- SET PROBLEM 1
In the excerpt on startup IPOs, what do the first two sentences give as a key reason many startups are postponing their IPO plans? Answer in one to three sentences.
- SET PROBLEM 2
Summarize the excerpt on startup IPOs in two sentences.

- EXCERPT

Valuations of many companies that have gone public in the recent past have taken a beating, which has led to negative sentiments among investors. And, this is one of the key reasons behind many startups postponing their IPO plans. "They would rather invest in traditional companies, which are profit-making. But it is only one of the reasons. The timing is also not right considering recession and global stock market meltdown that is looming around us, apart from rising Inflation, geo-political turmoils, and US markets taking a beating, and foreign investors taking out money from the country," said Mohamad Faraz, founding partner, Upsparks.

Has the Paytm story also made the founders more cautious? "We strongly believe that every business has its unique offering and target market. So, how they perform on the public markets is purely based on how they are delivering on their business metrics consistently, more than the Paytm Fiasco. It is the IPO readiness that matters the most. The Paytm story has not been inspiring and there were negative sentiments since pre-IPO. The valuations were exorbitant and they had negative bottom lines. This added fuel to the fire," he added.

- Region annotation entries
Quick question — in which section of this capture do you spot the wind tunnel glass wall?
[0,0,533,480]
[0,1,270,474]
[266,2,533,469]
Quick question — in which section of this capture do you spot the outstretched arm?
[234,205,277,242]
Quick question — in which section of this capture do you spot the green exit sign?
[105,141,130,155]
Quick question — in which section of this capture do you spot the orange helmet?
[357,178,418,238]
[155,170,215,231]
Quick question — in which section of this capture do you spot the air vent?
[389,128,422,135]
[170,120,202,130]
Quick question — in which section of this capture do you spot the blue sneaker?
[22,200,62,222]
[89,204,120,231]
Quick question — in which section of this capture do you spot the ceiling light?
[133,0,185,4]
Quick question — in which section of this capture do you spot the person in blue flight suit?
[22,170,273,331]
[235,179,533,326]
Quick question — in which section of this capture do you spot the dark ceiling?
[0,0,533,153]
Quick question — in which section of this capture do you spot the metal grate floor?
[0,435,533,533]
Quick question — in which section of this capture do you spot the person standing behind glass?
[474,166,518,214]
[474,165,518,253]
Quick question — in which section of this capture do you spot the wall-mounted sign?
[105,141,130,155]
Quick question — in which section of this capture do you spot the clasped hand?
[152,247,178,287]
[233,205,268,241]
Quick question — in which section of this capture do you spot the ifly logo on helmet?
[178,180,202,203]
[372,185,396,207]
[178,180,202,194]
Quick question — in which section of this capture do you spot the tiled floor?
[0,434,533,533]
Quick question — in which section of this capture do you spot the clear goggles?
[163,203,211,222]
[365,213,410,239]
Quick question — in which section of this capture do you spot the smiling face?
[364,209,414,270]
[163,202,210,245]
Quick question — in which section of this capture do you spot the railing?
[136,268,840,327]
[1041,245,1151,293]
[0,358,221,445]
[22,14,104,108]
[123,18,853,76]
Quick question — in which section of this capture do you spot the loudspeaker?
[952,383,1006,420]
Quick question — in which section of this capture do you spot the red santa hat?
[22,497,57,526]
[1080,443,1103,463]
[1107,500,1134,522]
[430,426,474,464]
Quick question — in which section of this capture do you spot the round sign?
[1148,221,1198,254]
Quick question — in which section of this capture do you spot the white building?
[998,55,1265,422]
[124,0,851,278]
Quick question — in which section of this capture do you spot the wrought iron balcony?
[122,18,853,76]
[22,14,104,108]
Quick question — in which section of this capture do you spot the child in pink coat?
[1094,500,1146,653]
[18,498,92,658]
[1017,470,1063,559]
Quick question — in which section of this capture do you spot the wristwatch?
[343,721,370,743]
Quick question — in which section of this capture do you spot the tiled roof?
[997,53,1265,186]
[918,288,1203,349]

- WRITTEN ANSWER 1
Many startups are postponing their IPO plans because the valuations of many companies that went public recently have taken a beating. That drop in valuations has created negative sentiment among investors.

- WRITTEN ANSWER 2
Many startups are postponing their IPO plans because recently listed companies have lost valuation and investors feel negatively. Mohamad Faraz of Upsparks says the timing is also wrong, given looming recession, inflation, geopolitical turmoil and foreign investors pulling money out, and he argues that IPO readiness matters most, while the Paytm story, with its exorbitant valuations and negative bottom lines, added to the negative sentiment.